◆ Exercise aim: Could you retype every line of the items below word for word, leaving the pictures out?

Region segmentation data
** Start **

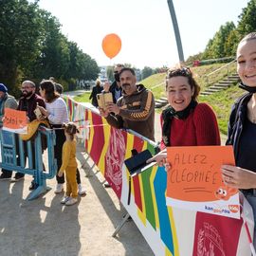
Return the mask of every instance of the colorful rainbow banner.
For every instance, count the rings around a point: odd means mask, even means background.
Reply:
[[[132,178],[132,195],[128,205],[129,173],[123,161],[131,157],[131,150],[141,152],[149,149],[154,154],[155,145],[131,132],[109,126],[91,104],[77,103],[66,97],[64,100],[70,119],[82,127],[87,153],[155,255],[251,254],[242,220],[167,206],[167,173],[163,167],[153,166]],[[254,221],[247,200],[243,209],[247,212],[251,235]]]

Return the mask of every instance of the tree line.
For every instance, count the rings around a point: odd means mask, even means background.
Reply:
[[[65,89],[77,80],[95,80],[94,59],[61,32],[61,24],[38,0],[0,1],[0,82],[17,95],[23,80],[54,77]]]
[[[229,9],[227,10],[229,11]],[[238,16],[238,24],[227,22],[210,39],[203,52],[190,56],[186,63],[195,60],[234,57],[237,45],[247,34],[256,31],[256,0],[250,0]]]

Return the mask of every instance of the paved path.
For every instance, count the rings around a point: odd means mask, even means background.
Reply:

** End **

◆ Problem solution:
Return the mask of every instance of the colorful rainbow banner.
For every instance, count the rings around a point: odd means mask, even means background.
Reply:
[[[132,178],[132,195],[128,205],[129,173],[123,161],[131,157],[131,150],[141,152],[149,149],[154,154],[155,145],[131,132],[109,126],[91,104],[77,103],[66,97],[64,100],[70,119],[82,127],[87,153],[155,255],[251,254],[242,220],[167,206],[167,173],[163,167],[153,166]],[[254,221],[247,200],[243,209],[247,212],[251,235]]]

Return the mask of every instance of the tree line.
For every instance, count the rings around a point: odd means mask, even means background.
Reply:
[[[65,89],[77,80],[95,80],[94,59],[61,32],[61,24],[38,0],[0,1],[0,82],[17,95],[23,80],[54,77]]]
[[[229,9],[227,10],[229,11]],[[238,16],[238,24],[227,22],[210,39],[203,52],[190,56],[186,63],[195,60],[234,57],[237,45],[247,34],[256,31],[256,0],[250,0]]]

Return the mask of every instance of the paved path.
For every instance, count the rings around a point: odd means mask, even means background.
Reply:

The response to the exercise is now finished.